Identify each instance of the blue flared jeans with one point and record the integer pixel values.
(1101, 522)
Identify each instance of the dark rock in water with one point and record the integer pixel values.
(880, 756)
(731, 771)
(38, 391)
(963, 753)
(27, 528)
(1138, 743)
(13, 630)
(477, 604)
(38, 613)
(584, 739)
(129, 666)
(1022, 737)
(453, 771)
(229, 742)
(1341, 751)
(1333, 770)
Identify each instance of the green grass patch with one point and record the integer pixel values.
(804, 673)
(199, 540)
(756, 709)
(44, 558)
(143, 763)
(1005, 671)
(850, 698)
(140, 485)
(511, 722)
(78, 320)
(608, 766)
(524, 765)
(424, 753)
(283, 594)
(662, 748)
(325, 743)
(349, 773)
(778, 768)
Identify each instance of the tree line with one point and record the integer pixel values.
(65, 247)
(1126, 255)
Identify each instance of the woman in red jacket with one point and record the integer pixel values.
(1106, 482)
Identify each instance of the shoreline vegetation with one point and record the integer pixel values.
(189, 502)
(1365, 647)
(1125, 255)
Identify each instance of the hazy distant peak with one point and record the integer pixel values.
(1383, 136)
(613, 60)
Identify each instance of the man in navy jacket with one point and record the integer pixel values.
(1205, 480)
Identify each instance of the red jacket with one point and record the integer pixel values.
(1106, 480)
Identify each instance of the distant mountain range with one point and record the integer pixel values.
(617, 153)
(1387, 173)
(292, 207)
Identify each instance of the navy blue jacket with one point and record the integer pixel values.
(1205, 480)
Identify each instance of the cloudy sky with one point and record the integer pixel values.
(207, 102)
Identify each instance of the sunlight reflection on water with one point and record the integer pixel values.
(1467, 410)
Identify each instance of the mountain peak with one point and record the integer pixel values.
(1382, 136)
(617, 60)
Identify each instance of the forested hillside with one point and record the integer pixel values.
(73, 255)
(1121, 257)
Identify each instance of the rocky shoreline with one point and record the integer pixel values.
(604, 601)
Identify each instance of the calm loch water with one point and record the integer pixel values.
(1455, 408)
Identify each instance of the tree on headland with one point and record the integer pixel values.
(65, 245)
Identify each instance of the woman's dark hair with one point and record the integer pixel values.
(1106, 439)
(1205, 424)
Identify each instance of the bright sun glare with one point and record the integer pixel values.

> _Aufgabe_
Wiederhole sämtliche Datensätze oben Wort für Wort und ohne jede Änderung.

> _Lösung_
Identify each instance of the blue flared jeans with one point and record the integer pixel values.
(1101, 522)
Identify each instance of the dark rock in water with one point and record the integer pixel values.
(880, 756)
(731, 771)
(38, 391)
(963, 753)
(27, 528)
(1138, 743)
(13, 630)
(477, 604)
(38, 613)
(584, 739)
(129, 666)
(1022, 737)
(453, 771)
(229, 742)
(1341, 751)
(1333, 770)
Identify each instance of the green grass patch with one point and record the integer pixel values.
(804, 673)
(199, 540)
(756, 709)
(44, 558)
(143, 763)
(1005, 671)
(850, 698)
(140, 485)
(511, 722)
(78, 320)
(608, 766)
(524, 765)
(424, 753)
(283, 594)
(662, 748)
(325, 743)
(349, 773)
(778, 768)
Identify each instance of the tree line with one point and record the integer pixel values.
(65, 247)
(1126, 255)
Identify each instance of the woman in red jacket with one point and record the integer pixel values.
(1106, 482)
Identify each instance of the shoreline vegetation with one point and record the integer pixel values.
(189, 502)
(1365, 647)
(1125, 255)
Identify each instance of the hazy distant peak with one point and record the integer pixel values.
(1383, 136)
(613, 60)
Identify each instance of the man in navy jacket with one point and record the integer pixel values.
(1205, 480)
Identify each instance of the red jacket with one point and record the integer pixel values.
(1106, 480)
Identify each instance of the distant mountain range with one point and record the integer pixel values.
(617, 153)
(1387, 173)
(292, 207)
Identify each instance of the navy blue jacket with one point and record the integer pixel values.
(1205, 480)
Identify each instance of the cloudy sky with one point and record the integer pixel values.
(207, 102)
Identify each instance of the sunlight reflection on water with one point and record the integer pixel values.
(1467, 410)
Identify each instance of the mountain peak with one point and record the integer pixel values.
(1382, 136)
(617, 60)
Identify each instance of the forested hillside with one point and record the integer pixel values.
(73, 255)
(1121, 257)
Identify each instance of the rocky shoreline with one point and record the integer pixel values.
(604, 601)
Identify each instance of the calm loch water with one point and record the integer pixel values.
(1455, 408)
Identify each instance of the tree on headland with one point and record the integer pixel values.
(65, 245)
Identify each instance of the woman's dark hair with one point and record the integer pixel values.
(1106, 439)
(1205, 424)
Identify each instance of the bright sun glare with one point and record the integer pixel values.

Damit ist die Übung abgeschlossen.